Brief -
Omit every picture, then return each line of the data below exactly.

------------------------------------------------

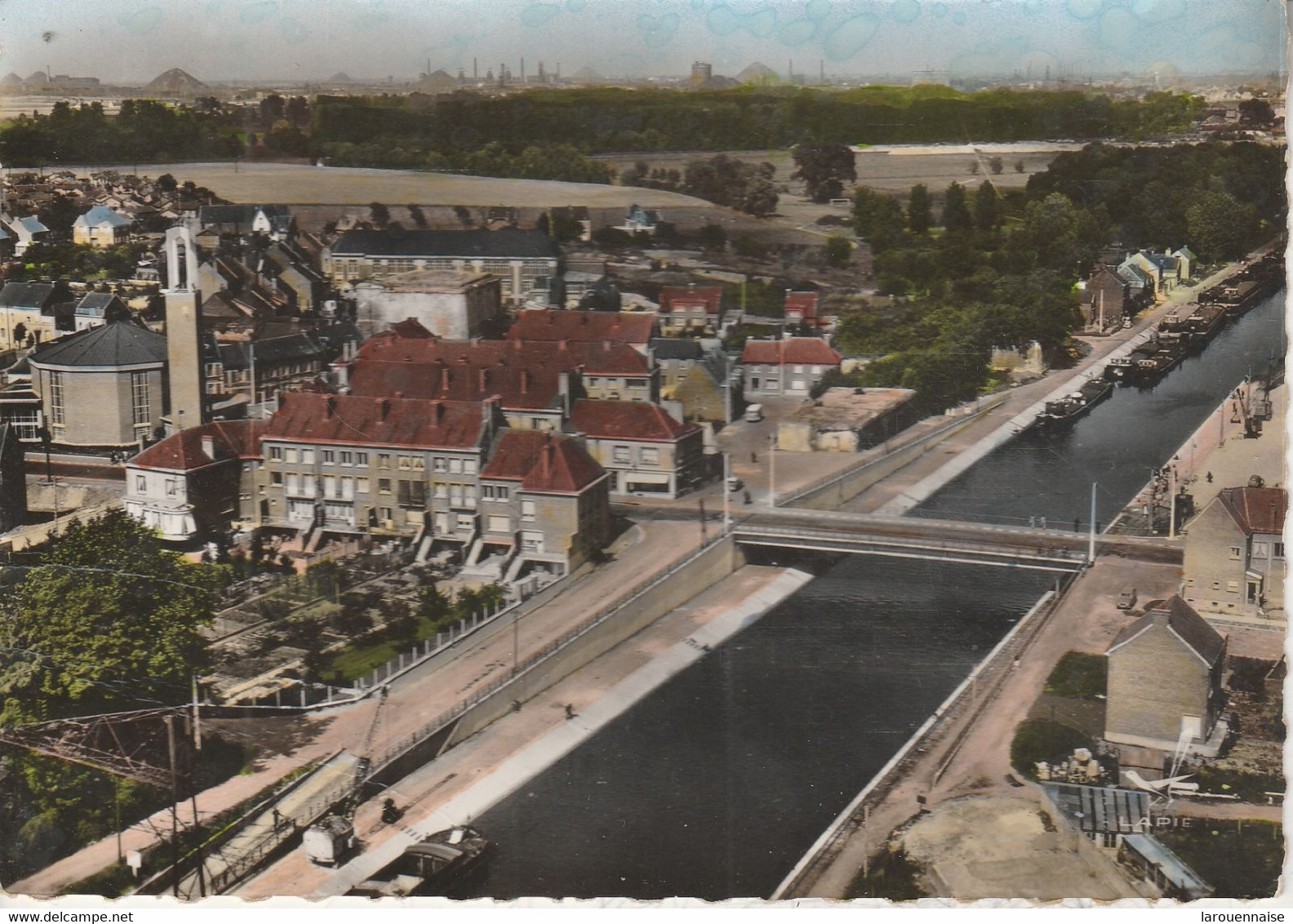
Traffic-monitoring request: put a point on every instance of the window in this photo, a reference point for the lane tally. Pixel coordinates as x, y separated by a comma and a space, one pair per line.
140, 397
57, 414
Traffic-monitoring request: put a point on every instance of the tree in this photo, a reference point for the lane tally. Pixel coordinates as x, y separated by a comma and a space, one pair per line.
985, 214
838, 251
918, 219
1220, 226
956, 214
108, 620
713, 237
824, 168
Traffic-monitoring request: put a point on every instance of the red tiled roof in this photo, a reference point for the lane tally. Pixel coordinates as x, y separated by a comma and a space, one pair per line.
183, 451
682, 297
1257, 509
542, 463
584, 327
626, 420
793, 350
351, 419
802, 303
525, 375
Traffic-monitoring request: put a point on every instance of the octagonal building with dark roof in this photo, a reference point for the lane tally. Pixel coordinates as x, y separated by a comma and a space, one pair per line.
102, 388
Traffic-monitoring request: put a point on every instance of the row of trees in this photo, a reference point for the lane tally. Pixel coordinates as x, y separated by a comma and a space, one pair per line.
613, 119
996, 270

------------------------------------------------

Solution to this exercise -
Traffic-monitoring request: put a point on every instance of the window in this photo, a reference point for the lane tally. Pixel coordinates as x, y separated by a comma and a space, one pair per line.
140, 397
57, 414
Traffic-monitoring request: put a point on every instance of the tree in this photo, a reference point for the lane tally. Pixel coordinates as x, y separated by a comma and a space, one pair per line.
985, 214
838, 251
918, 219
1220, 226
956, 214
108, 620
713, 237
824, 168
Traffic-monitoring request: put a point on every instance of the red tiled roof in this photo, a reference point for the lane tally. Pixel coordinates as x, y separated by a comma and a space, one pair per line.
183, 451
682, 297
1257, 509
542, 463
584, 327
626, 420
793, 350
351, 419
802, 303
525, 375
Traffic-monitoring request: put a point on every instance of the octagonal building with dark roof in this photo, a reference point for the lane tally. Pixel coordinates as x, y separated by a comma and a space, one pair per line.
102, 388
Traffic-monitoring request: put a point on every instance of the row of trees in this photo, a reference point for the lane tally. Pixel coordinates as x, y separated by a comma and a space, one pair per line.
613, 119
996, 270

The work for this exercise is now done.